| To be done |
Select each line of the entries below that contains the word "answer" and copy it out. Matches must have the same case.

[start of Available data]

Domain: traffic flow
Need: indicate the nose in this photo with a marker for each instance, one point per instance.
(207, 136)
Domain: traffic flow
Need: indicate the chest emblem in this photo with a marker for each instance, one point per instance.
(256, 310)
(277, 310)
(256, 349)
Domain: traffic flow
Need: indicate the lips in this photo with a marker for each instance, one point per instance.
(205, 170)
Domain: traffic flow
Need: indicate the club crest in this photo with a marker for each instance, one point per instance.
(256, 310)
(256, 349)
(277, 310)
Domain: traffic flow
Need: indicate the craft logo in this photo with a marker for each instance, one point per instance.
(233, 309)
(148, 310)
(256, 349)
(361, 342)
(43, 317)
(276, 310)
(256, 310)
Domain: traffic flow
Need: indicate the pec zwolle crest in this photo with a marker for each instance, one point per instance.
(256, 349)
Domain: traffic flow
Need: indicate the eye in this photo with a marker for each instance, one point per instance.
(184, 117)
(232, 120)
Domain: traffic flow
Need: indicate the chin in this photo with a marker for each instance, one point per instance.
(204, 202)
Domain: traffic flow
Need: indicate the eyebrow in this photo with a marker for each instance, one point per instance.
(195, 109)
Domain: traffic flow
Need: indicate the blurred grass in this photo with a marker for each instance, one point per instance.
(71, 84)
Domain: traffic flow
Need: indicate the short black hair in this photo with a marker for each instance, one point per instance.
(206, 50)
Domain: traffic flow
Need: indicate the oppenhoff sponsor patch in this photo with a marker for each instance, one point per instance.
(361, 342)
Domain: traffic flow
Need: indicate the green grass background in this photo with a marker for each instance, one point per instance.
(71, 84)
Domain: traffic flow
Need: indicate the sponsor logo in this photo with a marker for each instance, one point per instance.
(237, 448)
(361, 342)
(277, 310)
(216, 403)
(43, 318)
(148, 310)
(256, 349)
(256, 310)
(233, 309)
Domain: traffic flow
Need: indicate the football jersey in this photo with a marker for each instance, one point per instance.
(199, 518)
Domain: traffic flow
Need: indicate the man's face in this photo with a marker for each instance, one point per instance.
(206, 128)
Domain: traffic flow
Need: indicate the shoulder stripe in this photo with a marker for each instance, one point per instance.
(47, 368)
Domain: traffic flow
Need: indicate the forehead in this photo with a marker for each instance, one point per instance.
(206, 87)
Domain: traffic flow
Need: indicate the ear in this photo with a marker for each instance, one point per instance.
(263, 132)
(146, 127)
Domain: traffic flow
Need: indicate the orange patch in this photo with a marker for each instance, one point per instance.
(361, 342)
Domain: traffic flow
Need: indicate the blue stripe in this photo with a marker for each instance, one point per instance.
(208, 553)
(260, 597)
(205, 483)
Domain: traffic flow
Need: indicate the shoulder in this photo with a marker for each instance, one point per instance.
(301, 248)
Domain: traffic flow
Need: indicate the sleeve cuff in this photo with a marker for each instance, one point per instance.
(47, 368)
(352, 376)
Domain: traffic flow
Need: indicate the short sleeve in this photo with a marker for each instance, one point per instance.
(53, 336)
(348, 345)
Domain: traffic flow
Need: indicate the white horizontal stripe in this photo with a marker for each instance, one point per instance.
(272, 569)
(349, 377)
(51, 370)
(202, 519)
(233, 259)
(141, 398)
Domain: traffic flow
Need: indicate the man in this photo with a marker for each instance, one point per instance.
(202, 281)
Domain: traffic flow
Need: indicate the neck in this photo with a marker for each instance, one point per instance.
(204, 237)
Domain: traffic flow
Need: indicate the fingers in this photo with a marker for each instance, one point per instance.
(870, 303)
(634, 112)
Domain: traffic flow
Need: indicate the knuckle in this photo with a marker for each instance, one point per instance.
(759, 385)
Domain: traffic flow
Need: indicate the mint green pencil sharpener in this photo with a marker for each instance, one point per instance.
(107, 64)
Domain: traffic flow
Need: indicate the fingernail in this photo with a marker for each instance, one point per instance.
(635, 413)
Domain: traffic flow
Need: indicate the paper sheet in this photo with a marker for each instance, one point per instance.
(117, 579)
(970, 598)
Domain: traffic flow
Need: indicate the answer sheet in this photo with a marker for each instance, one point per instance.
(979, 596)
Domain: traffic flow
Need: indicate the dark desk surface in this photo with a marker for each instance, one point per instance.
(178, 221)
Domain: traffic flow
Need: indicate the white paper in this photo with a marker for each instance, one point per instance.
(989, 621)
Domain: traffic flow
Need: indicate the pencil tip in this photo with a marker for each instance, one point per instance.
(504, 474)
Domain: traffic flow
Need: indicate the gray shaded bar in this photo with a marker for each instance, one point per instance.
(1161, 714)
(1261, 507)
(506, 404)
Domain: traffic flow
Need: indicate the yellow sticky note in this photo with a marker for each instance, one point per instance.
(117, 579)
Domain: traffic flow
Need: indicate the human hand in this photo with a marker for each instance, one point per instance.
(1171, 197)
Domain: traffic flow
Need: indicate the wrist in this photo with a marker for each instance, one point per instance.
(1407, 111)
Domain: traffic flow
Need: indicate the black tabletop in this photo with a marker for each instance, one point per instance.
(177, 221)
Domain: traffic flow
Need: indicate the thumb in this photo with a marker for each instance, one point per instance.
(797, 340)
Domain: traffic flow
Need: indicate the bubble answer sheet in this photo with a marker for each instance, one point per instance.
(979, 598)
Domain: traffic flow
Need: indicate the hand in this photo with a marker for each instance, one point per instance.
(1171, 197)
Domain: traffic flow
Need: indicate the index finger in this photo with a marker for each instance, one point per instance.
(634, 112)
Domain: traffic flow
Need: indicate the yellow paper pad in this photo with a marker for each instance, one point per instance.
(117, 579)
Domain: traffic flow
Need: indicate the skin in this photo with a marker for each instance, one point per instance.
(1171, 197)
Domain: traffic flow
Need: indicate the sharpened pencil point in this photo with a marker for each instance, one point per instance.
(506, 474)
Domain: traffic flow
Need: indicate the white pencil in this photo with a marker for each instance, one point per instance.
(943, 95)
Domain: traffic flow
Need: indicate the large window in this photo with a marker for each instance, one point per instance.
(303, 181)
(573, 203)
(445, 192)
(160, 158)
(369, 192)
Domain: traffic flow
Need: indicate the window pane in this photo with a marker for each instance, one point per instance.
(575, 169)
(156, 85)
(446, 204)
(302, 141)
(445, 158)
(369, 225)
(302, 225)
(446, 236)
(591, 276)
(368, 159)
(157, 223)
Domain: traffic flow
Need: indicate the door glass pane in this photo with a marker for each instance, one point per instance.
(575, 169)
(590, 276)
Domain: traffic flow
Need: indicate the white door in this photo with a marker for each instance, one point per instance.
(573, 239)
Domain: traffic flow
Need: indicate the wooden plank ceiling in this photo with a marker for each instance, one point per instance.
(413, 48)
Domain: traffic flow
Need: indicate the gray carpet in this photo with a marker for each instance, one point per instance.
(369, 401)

[end of Available data]

| Reply to the exercise |
Need: indicate the answer sheet in this photo with a marker for each instance, one point per instance.
Need: indicate the bubble answer sheet in this photo with a marker for each instance, one point per instance.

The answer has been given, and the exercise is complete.